►

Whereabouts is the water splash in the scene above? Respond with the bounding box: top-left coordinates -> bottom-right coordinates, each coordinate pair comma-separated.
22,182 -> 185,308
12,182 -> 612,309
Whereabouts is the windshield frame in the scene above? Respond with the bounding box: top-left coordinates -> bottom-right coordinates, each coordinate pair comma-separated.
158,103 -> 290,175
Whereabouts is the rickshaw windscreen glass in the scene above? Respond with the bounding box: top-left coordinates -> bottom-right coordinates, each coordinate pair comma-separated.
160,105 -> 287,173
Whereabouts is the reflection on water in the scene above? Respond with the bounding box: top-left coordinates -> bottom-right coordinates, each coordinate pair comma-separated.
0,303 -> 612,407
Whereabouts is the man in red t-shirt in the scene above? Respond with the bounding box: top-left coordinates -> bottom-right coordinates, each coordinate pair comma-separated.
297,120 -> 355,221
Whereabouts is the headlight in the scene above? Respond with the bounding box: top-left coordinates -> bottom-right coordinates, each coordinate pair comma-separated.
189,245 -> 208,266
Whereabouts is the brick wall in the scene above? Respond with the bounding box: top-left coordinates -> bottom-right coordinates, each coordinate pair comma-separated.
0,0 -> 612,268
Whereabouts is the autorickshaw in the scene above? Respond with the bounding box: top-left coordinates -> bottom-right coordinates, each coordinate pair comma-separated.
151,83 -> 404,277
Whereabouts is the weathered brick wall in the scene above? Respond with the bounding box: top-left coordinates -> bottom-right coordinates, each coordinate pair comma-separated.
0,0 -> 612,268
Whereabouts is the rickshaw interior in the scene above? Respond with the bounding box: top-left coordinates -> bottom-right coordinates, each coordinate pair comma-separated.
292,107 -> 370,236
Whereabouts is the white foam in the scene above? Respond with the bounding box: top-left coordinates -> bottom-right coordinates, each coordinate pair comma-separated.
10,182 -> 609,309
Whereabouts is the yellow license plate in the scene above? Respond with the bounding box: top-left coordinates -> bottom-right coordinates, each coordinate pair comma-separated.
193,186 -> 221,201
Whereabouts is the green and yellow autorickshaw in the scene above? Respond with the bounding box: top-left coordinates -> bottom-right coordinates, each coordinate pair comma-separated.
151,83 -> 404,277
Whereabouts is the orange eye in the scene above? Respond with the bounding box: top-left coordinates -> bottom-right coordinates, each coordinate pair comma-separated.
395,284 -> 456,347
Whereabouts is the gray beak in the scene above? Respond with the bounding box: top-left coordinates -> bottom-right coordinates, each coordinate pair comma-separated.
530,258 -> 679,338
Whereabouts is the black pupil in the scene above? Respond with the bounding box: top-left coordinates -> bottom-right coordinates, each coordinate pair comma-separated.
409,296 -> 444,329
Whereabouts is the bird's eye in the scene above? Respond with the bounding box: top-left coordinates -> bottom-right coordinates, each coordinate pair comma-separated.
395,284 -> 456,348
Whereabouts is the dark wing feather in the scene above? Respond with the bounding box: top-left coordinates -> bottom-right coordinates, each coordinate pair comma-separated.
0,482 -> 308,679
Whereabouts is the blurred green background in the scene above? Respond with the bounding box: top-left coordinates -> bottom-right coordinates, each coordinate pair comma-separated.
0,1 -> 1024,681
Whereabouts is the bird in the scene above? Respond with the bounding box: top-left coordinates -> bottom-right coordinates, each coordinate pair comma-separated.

◄

Copy out the part of the records that opens with the line containing "Whereabouts is the weathered" and closes with the line containing "292,107 -> 370,236", both lines included and requests kept. Shift every coordinate in its answers up by 98.

Whereabouts is the weathered brick wall in the scene above? Respond with the bounding box: top-left coordinates -> bottom-right coordinates, each coordinate pair comma-separated.
98,98 -> 710,366
Whereabouts is the rickshaw interior in the scene above? Respond with the bounding box: top-left coordinates -> bottom-right coordinates, each coordinate pair comma-separated.
390,205 -> 468,334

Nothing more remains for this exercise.